Building Workflows
Learn how to design effective workflows with the right step structure and patterns.
Anatomy of a Workflow
A workflow is a sequence of steps that Maggie executes in order. Each step has a specific purpose, and the output of one step becomes available to the next.

Name & Description
Human-readable title and purpose
Prompt
Main context and instructions
Steps
Ordered sequence of operations
Step Order
Deterministic execution sequence
Output Schema
Optional structured result format
Variants
Different context versions
Step Types
Workflows are built from five types of steps. Each type serves a different purpose in the automation pipeline.

Execution Flow
Understanding how workflows execute helps you design better automations.
Initialize
Workflow starts with initial inputs and loads variant context if specified.
Execute Steps
Steps run in order. Each step receives outputs from previous steps as inputs.
Handle Pauses
Some steps (Form, Approval, Todo-List) pause for human interaction. Workflow resumes when completed.
Accumulate Results
Outputs from each step are collected. Output schema validates final structured data.
Complete
Workflow finishes with final outputs and analytics. Notifications sent if configured.
Common Workflow Patterns
These patterns help you structure workflows for common use cases.
Input → Process → Review
Collect information, have Maggie process it, then review before sending.
Research → Analyze → Report
Gather data, analyze findings, produce structured results.
Generate → Choose → Execute
Generate options, let user pick, then act on selection.
Plan → Tasks → Complete
Create a plan, break into tasks, track completion.
Data Flow Between Steps
Each step can access outputs from previous steps. This allows you to chain operations together.

◆ Stated exercise A
Gather every line of the listing that contains the string "Query", matching case exactly.
The workflow guide and the listing are unrelated to each other.

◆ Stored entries
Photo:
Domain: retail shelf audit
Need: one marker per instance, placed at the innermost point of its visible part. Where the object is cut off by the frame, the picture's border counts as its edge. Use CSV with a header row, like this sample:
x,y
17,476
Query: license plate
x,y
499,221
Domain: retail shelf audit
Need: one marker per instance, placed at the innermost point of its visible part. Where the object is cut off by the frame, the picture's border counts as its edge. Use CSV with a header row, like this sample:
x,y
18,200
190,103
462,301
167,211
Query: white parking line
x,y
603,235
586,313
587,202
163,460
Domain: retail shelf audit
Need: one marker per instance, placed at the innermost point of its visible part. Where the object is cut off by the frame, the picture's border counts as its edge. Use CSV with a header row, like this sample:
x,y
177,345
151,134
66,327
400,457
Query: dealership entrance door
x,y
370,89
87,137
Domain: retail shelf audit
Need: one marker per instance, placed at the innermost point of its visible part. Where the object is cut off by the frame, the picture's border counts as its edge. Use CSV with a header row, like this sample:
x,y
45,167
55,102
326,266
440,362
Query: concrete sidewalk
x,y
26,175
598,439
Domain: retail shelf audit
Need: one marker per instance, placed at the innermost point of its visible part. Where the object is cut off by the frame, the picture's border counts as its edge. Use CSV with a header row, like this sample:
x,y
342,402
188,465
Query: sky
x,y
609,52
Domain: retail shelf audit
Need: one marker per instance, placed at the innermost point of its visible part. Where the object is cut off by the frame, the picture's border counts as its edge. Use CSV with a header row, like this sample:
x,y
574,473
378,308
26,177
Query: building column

◆ Stated exercise B
Transcribe the workflow guide from "Handle Pauses" up to and including "review before sending.".

◆ Exercise output A
Query: license plate
Query: white parking line
Query: dealership entrance door
Query: concrete sidewalk
Query: sky
Query: building column

◆ Exercise output B
Handle Pauses
Some steps (Form, Approval, Todo-List) pause for human interaction. Workflow resumes when completed.
Accumulate Results
Outputs from each step are collected. Output schema validates final structured data.
Complete
Workflow finishes with final outputs and analytics. Notifications sent if configured.
Common Workflow Patterns
These patterns help you structure workflows for common use cases.
Input → Process → Review
Collect information, have Maggie process it, then review before sending.